- _Short exercise 1_
Answer these questions about the passage on rail merger review below:
(a) What three examples of competition "enhancements" does the passage give?
(b) How many years after the UP-SP merger were the procedures issued?
(c) Who bears the burden of making the case for why a merger should be approved?

-- START OF Text to read --

49 See testimony of Steven C. Sunshine, Deputy Assistant Attorney General, Antitrust Division, Statement Before the U.S. House of Representatives Committee on Transportation and Infrastructure, January 26, 1995 (http://www.justice.gov/atr/public/testimony/0056.htm).
STB’s Major Rail Consolidation Procedures differ from the Horizontal Merger Guidelines in a number of ways. Rather than providing an analytical framework for predicting competitive effects, the procedures delineate a series of principles in statements explaining STB’s views on the ways in which a railroad merger can serve the public interest. STB does not bear the burden of proof to deny a merger; railroad applicants bear the burden of making a convincing case for why the merger should be approved in light of STB’s stated principles about what constitutes the public interest. Applicants are thus required to explain “the purpose sought to be accomplished by the proposed transaction, such as improving service, enhancing competition, strengthening the nation’s transportation infrastructure, creating operating economies, and ensuring financial viability.”50
The procedures emphasize that other claimed benefits of a merger should not be pursued at the expense of competition. The merger applicants—not STB—are responsible for demonstrating that such a trade-off will not occur. The applicants must propose competition “enhancements” if they cannot avoid competition losses in certain markets. Examples are the establishment of shared terminal areas, the granting of trackage rights, and the termination of existing interchange commitments with short-line railroads. In addition, the procedures require applicants to propose backup remedies if their competition enhancements are not effective.
The procedures were issued 5 years after the UP-SP merger and reflect a concern about the potential for mergers to cause large transitory service disruptions. Applicants are required to provide a detailed service assurance plan and to explain how they would cooperate with other railroads in overcoming service disruptions. The procedures also reflect a concern that a merger would prompt a round of industry consolidation. Accordingly, applicants are required to speculate on the “cumulative impacts” of their merger and how it could affect the competitive structure of the industry in the years ahead. They must explain how any competitive changes would affect the claimed benefits of their merger and how any conditions attached to the merger (e.g., trackage rights, terminal access agreements) would need to be amended as a result.
50 STB Ex Parte No. 582-1, June 7, 2001.
Because no Class I railroads have applied to merge since STB introduced its new merger review procedures in 2001, there is no precedent for how the decision-making process would unfold. Nevertheless, merger review guidelines that have well-defined purposes, evidentiary requirements, and evaluation rules and criteria should make the process comprehensible and transparent. Firms considering a merger should have a clear understanding of expectations and be able to structure the transaction accordingly or be dissuaded from pursuing it in the first place. A main purpose of the Horizontal Merger Guidelines is to offer guidance that the business community can use in assessing the antitrust enforcement risks of a proposed transaction.51 Similar transparency of purpose and articulation of procedure are not offered in STB’s Major Rail Consolidation Procedures. Apparently, STB’s statutory obligation to balance the law’s public interest considerations complicates the development of a straightforward review framework comparable with that of the antitrust standard.
The procedures do not offer a methodology for reviewing merger plans. As noted, the procedures make merger applicants responsible for the analysis of their merger plans, but the procedures themselves lack clear guidance on the evidence and analytical methods that are to be used for such analyses. The procedures offer little guidance on how regulators would evaluate the results of the analysis or how they would assess the various actions to be proposed by applicants to protect or further the public interest. Indeed, the merger outcomes that would be construed as desirable and that merger applicants should be expected to prove cannot be known in advance on the basis of the guidance offered in the procedures.

-- END OF Text to read --
-- START OF The records --

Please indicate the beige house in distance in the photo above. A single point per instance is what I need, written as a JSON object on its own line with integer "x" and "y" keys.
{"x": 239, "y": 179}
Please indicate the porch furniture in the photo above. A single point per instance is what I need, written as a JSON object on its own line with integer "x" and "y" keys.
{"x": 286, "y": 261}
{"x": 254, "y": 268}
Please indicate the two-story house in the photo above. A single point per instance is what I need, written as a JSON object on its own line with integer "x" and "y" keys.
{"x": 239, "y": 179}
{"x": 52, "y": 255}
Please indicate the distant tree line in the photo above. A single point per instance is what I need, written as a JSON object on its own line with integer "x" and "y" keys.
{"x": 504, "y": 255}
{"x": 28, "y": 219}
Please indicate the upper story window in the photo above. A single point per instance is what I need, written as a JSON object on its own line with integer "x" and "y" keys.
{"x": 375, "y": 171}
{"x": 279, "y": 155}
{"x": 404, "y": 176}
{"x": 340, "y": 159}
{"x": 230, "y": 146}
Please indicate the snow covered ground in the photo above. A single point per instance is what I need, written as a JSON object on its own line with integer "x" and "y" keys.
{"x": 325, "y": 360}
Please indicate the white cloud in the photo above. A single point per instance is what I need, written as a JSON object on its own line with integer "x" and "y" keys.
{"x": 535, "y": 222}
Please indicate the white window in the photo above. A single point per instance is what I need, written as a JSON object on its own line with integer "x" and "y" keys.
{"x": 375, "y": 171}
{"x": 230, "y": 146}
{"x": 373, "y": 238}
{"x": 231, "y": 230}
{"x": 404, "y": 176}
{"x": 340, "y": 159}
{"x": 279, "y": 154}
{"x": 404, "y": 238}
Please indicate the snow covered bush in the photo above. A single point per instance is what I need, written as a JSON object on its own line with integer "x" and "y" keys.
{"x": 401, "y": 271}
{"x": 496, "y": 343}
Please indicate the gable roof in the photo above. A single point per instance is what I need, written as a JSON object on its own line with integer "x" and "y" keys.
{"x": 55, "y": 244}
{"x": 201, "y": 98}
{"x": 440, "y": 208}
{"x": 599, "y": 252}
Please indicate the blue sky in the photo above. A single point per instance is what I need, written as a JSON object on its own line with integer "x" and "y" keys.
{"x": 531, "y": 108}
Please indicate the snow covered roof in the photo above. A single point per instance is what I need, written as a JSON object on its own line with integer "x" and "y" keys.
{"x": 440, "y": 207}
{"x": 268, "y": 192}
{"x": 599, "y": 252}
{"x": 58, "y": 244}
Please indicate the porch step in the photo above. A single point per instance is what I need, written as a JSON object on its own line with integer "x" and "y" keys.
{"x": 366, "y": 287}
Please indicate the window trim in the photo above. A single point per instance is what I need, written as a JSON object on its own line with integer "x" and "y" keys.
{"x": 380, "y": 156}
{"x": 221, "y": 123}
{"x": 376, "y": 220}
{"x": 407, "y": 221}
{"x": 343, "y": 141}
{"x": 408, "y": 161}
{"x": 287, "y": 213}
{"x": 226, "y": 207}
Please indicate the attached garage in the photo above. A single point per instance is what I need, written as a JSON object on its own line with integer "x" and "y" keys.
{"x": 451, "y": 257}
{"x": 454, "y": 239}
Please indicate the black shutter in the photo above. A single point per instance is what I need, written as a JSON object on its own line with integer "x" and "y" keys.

-- END OF The records --

- _Short exercise 2_
Filter the listing above down to the lines that contain the string "porch", copying each one. Case counts.

- _Solution 1_
(a) Shared terminal areas, the granting of trackage rights, and ending existing interchange commitments with short-line railroads.
(b) 5 years.
(c) The railroad applicants.

- _Solution 2_
Please indicate the porch furniture in the photo above. A single point per instance is what I need, written as a JSON object on its own line with integer "x" and "y" keys.
Please indicate the porch step in the photo above. A single point per instance is what I need, written as a JSON object on its own line with integer "x" and "y" keys.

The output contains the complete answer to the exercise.